EfficientLEAF: A Faster LEarnable Audio Frontend of Questionable Use

Authors: Jan Schlüter, Gerald Gutenbrunner
Paper: https://arxiv.org/abs/2207.05508

This is the official PyTorch implementation for our EUSIPCO 2022 paper "EfficientLEAF: A Faster LEarnable Audio Frontend of Questionable Use".

Introduction

LEAF is an audio frontend with Gabor filters of learnable center frequencies and bandwidths. It was proposed as an alternative to mel spectrograms, but is about 300x slower to compute. EfficientLEAF is a drop-in replacement for LEAF, only about 10x slower than mel spectrograms. We achieve this by dynamically adapting convolution filter sizes and strides, and by replacing PCEN (Per-Channel Energy Normalization) with better parallizable operations (median subtraction and temporal batch normalization). Our experiments show that EfficientLEAF is as good as LEAF, but fail to show a clear advantage over fixed mel spectrograms – hence "of questionable use". Please still feel free to try it, your mileage may vary!

__________

Questions on the material:
**a.** In the EfficientLEAF text, roughly how much slower to compute than mel spectrograms is EfficientLEAF?
**b.** Which audio frontends or representations does the EfficientLEAF text compare by computing speed?
**c.** Extend the EfficientLEAF text, picking up right after its final sentence.

__________

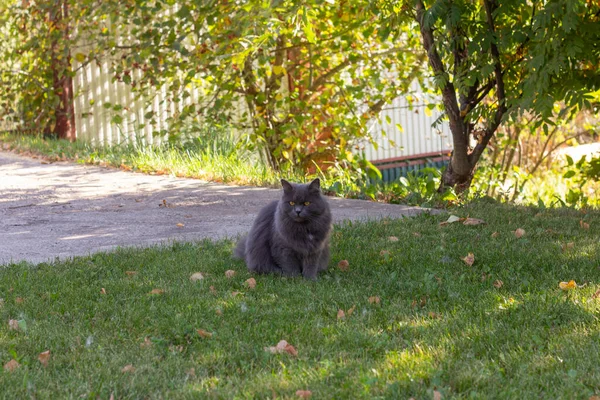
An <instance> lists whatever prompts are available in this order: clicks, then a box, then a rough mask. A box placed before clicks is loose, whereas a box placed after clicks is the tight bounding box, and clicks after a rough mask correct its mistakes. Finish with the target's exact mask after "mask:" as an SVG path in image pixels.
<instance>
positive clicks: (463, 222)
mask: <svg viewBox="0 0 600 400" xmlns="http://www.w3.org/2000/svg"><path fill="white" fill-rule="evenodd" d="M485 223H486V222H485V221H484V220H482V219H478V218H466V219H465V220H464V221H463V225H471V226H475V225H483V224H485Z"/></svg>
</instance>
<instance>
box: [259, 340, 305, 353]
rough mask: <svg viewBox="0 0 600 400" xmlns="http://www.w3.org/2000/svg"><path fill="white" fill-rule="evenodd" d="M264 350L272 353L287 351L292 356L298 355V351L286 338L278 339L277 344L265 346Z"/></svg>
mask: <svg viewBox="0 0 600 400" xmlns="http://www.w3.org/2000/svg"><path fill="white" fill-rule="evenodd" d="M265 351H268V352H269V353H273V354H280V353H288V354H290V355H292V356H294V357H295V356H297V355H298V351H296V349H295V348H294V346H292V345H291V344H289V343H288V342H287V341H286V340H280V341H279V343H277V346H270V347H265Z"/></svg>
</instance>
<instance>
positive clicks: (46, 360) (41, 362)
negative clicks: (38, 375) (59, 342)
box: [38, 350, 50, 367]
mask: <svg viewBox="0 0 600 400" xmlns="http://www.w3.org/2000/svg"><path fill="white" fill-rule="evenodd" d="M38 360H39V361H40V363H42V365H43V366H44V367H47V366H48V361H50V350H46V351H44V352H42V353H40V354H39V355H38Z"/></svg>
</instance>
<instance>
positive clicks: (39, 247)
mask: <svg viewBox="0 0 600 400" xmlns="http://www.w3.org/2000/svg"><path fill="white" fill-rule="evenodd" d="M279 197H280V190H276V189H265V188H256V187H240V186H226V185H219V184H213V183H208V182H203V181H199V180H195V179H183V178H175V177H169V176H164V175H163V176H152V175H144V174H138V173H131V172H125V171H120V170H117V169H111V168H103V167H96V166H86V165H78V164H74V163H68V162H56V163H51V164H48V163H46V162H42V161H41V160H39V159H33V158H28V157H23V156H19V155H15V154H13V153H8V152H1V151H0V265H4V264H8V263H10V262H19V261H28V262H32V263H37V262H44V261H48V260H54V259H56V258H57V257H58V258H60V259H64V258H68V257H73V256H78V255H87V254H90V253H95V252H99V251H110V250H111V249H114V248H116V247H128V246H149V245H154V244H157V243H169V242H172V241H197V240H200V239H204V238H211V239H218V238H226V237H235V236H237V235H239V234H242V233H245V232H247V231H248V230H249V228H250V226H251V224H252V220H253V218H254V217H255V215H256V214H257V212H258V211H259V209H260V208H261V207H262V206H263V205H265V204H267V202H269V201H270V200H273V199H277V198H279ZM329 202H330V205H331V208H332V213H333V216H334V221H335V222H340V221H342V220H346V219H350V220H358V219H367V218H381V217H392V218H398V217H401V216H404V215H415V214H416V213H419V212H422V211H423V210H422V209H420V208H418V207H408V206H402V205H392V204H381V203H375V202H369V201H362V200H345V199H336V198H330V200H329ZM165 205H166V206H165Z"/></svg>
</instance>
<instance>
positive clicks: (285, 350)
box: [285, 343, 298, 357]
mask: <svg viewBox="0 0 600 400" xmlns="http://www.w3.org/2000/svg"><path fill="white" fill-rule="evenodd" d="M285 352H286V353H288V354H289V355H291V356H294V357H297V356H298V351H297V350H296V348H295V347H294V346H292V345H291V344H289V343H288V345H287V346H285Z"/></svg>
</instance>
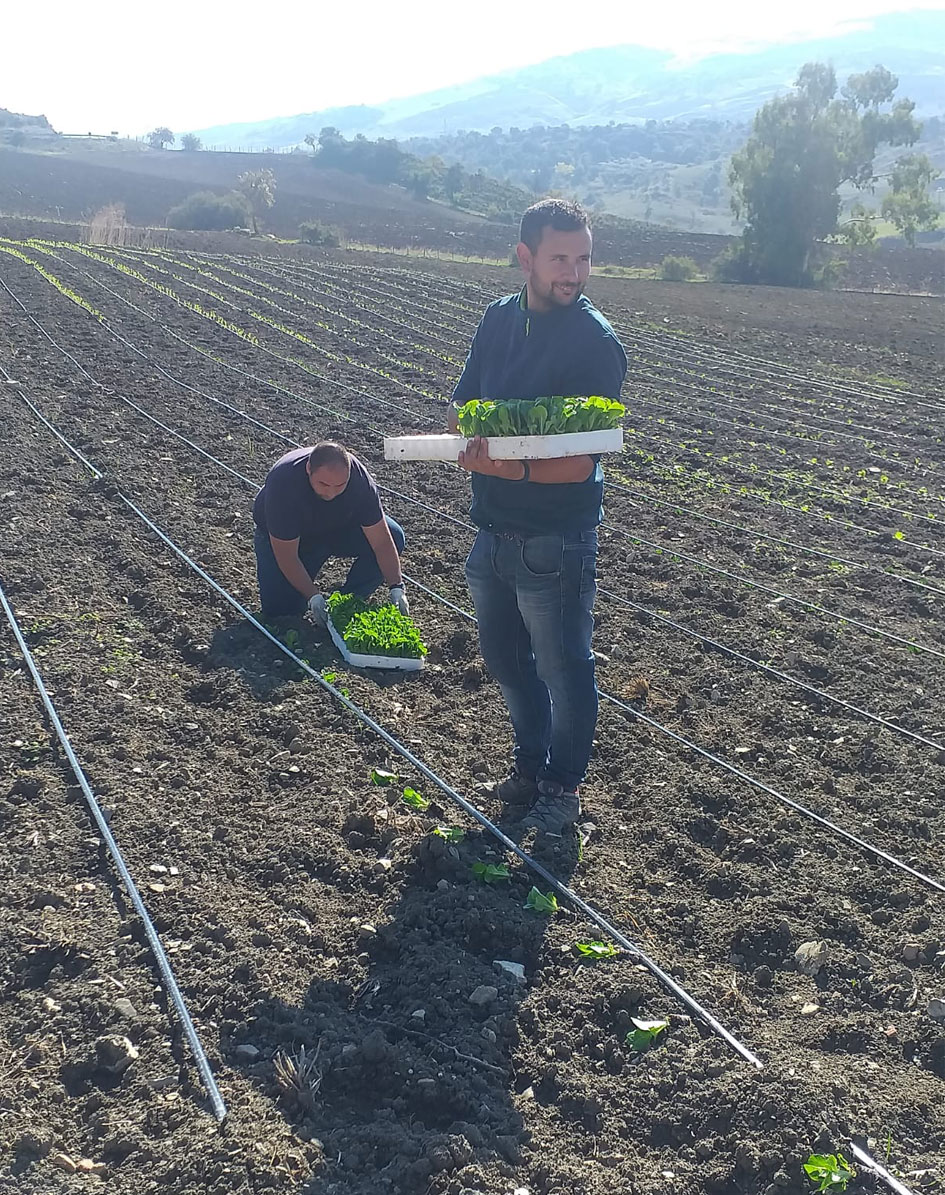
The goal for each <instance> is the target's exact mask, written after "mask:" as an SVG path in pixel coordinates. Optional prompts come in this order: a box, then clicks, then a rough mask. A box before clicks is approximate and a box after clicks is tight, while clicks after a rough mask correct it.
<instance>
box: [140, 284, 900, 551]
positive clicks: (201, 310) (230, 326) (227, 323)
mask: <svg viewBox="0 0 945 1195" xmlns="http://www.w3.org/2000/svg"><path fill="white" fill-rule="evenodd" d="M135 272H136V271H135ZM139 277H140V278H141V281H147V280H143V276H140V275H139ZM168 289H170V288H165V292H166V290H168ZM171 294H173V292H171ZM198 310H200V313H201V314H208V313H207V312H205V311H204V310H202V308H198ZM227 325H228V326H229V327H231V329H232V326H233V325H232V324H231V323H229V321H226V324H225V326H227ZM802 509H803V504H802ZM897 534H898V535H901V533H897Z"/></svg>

__________

Response list:
**a.** About 10x slower.

**b.** LEAF, EfficientLEAF, and mel spectrograms.

**c.**
This repository provides our frontend as a PyTorch module for reuse, and scripts for a complete reproduction of the experiments presented in our paper.

Repository Organization

If you are just interested in looking at the implementation, this list may serve as a table of contents:

model/__init__.py: generic audio classifier network
model/efficientleaf.py: the EfficientLEAF frontend
model/leaf.py: our implementation of LEAF
model/mel.py: mel spectrogram frontend
model/OG_leaf.py: a 1:1 port of LEAF from TensorFlow (see implementation notes at the end of this document)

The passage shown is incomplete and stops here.